Segment Open

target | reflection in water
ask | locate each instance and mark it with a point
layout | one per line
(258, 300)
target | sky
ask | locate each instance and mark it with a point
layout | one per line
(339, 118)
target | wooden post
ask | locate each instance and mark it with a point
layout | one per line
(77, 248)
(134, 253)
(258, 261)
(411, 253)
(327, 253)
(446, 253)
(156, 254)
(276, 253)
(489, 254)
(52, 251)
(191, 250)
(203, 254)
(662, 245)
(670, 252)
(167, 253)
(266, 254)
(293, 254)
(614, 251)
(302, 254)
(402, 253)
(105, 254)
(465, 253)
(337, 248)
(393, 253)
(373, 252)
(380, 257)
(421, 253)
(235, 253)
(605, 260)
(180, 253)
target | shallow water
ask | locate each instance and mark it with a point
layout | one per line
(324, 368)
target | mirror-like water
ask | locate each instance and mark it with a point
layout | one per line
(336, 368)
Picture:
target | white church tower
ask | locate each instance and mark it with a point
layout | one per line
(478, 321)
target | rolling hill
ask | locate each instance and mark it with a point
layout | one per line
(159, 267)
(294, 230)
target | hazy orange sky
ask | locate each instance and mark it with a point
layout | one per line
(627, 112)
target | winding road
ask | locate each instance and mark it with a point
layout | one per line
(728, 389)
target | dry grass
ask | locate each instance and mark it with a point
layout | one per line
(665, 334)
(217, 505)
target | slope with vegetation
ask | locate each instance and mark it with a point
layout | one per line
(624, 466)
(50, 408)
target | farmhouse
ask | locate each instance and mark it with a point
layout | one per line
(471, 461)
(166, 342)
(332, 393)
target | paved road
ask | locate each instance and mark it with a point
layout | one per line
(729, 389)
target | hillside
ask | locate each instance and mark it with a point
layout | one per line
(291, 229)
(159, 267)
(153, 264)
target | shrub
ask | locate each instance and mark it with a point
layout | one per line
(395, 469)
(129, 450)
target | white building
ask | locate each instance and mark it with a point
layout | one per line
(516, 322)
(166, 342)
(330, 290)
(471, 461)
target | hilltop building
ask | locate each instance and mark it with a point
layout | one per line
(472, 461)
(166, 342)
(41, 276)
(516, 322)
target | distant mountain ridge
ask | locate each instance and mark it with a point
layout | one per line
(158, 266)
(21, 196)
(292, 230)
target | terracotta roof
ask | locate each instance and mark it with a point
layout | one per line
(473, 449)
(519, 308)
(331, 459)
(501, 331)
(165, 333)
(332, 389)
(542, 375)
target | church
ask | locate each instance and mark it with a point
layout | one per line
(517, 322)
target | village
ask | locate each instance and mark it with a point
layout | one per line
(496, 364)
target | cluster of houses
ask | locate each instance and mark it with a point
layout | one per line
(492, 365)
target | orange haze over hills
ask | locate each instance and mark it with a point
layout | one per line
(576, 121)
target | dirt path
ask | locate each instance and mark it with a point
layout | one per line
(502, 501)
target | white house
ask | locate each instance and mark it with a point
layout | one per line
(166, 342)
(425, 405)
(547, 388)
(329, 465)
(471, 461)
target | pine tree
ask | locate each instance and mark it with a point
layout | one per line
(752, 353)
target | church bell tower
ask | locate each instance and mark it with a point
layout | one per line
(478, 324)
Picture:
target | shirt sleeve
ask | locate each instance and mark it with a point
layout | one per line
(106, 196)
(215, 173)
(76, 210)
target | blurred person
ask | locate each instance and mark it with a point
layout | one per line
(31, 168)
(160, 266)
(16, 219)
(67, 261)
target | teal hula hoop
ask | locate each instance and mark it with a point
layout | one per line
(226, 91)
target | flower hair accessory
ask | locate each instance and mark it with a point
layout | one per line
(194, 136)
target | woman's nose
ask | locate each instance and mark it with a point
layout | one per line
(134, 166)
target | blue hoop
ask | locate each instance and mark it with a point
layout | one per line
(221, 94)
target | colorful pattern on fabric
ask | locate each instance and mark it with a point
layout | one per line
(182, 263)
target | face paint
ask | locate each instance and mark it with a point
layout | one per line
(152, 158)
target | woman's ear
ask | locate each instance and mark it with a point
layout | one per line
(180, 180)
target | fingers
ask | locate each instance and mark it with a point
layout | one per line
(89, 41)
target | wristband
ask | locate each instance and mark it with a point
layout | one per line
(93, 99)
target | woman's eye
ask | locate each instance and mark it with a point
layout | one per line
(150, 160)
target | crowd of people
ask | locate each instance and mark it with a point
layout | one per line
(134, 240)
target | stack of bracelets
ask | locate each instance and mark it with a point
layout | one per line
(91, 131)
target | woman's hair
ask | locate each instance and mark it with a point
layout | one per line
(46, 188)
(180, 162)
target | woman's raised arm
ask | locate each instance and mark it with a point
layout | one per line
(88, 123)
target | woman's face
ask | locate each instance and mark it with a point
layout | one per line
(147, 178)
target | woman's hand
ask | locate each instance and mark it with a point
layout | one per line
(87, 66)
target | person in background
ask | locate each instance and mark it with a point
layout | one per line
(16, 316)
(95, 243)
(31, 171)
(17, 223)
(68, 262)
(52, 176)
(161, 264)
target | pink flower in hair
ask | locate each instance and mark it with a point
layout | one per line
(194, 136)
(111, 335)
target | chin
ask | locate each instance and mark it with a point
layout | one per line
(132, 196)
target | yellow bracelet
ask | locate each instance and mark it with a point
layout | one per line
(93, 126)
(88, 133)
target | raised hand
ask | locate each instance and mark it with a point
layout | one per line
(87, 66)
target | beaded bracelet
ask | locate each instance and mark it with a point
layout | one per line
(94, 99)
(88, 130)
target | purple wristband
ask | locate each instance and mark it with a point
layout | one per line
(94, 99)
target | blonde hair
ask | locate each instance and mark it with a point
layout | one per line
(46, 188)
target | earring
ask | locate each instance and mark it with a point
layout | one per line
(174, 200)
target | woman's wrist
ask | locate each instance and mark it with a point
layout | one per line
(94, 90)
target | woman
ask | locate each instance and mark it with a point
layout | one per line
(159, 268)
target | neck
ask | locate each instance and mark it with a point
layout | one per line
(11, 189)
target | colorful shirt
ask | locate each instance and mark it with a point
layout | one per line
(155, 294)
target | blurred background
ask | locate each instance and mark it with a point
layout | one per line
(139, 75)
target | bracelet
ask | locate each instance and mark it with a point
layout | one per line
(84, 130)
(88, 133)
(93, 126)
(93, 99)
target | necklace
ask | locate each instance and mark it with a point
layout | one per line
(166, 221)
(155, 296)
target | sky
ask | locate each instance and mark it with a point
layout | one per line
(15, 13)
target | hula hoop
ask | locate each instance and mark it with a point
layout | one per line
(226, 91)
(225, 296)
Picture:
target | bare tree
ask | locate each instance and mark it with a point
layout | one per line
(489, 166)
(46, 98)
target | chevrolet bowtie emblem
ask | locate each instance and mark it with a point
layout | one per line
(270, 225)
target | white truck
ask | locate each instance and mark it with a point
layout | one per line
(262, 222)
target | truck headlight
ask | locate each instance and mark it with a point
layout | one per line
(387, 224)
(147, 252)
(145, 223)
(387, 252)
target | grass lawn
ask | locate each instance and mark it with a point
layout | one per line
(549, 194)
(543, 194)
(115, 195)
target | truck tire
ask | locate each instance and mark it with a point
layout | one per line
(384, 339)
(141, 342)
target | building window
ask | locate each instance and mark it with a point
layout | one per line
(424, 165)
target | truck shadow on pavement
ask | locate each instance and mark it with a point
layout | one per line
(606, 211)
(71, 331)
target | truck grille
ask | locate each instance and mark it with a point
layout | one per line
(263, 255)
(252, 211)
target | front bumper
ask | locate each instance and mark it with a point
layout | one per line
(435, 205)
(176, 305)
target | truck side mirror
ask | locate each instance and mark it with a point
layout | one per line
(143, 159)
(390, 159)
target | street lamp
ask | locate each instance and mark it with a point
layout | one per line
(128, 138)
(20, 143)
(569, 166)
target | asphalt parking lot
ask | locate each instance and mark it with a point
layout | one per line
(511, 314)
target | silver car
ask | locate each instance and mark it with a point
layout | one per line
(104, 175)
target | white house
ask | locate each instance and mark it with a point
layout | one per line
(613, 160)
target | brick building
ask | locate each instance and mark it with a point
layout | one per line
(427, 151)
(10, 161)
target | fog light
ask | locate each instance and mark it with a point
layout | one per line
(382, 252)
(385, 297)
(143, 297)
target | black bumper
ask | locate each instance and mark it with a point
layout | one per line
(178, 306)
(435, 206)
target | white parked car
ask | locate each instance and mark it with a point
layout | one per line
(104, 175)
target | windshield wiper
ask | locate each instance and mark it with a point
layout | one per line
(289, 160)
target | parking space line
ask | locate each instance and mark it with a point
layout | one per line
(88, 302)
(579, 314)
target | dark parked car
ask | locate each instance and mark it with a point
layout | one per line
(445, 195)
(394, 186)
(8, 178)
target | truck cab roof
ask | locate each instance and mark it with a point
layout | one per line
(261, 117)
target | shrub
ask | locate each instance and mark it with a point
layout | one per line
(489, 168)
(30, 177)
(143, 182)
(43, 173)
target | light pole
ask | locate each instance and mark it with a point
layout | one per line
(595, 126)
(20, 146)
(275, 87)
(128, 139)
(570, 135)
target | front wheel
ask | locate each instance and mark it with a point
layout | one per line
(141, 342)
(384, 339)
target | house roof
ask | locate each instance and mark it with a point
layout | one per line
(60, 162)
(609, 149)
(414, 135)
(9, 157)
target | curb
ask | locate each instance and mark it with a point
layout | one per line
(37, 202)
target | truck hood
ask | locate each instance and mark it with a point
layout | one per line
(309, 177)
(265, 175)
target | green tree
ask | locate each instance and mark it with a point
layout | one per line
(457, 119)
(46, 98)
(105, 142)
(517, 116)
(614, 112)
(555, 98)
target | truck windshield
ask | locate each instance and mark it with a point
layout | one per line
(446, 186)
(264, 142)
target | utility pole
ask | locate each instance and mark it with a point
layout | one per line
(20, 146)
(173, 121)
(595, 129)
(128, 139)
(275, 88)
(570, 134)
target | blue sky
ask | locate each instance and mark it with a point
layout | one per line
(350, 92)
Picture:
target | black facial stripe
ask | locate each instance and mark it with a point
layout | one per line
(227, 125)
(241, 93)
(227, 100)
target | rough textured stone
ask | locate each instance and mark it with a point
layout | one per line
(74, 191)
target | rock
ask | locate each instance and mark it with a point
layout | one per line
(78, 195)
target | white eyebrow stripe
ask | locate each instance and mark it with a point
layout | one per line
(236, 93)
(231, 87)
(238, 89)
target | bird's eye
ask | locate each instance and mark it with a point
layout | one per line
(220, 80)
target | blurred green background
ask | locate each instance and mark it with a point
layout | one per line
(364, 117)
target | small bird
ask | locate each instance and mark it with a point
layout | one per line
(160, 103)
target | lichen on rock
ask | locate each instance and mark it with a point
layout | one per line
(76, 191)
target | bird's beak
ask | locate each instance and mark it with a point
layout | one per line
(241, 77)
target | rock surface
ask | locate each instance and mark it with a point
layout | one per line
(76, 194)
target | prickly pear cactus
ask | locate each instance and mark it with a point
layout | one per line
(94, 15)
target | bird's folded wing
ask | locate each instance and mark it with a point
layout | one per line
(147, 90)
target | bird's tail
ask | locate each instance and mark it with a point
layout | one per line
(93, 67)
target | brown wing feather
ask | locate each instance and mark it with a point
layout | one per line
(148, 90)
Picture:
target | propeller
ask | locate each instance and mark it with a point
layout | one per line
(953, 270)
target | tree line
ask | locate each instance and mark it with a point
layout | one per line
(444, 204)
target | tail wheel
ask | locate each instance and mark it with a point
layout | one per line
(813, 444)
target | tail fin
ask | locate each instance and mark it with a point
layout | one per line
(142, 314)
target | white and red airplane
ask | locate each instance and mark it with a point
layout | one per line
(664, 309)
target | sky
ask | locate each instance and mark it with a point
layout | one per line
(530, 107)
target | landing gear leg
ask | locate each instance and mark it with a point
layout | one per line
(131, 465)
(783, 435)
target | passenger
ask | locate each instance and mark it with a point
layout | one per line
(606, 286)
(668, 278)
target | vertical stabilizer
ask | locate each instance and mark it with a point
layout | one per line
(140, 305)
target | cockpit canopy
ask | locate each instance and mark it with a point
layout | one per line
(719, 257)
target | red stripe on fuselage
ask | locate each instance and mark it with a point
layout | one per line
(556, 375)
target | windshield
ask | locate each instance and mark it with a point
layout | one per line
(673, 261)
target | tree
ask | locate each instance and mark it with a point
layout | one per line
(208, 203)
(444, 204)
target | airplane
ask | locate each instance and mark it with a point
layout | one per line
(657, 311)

Segment Closed

Problem statement: Lines that contain "tower" are the result; find them in the entries above and copy each one.

Answer below:
target | white church tower
target | church bell tower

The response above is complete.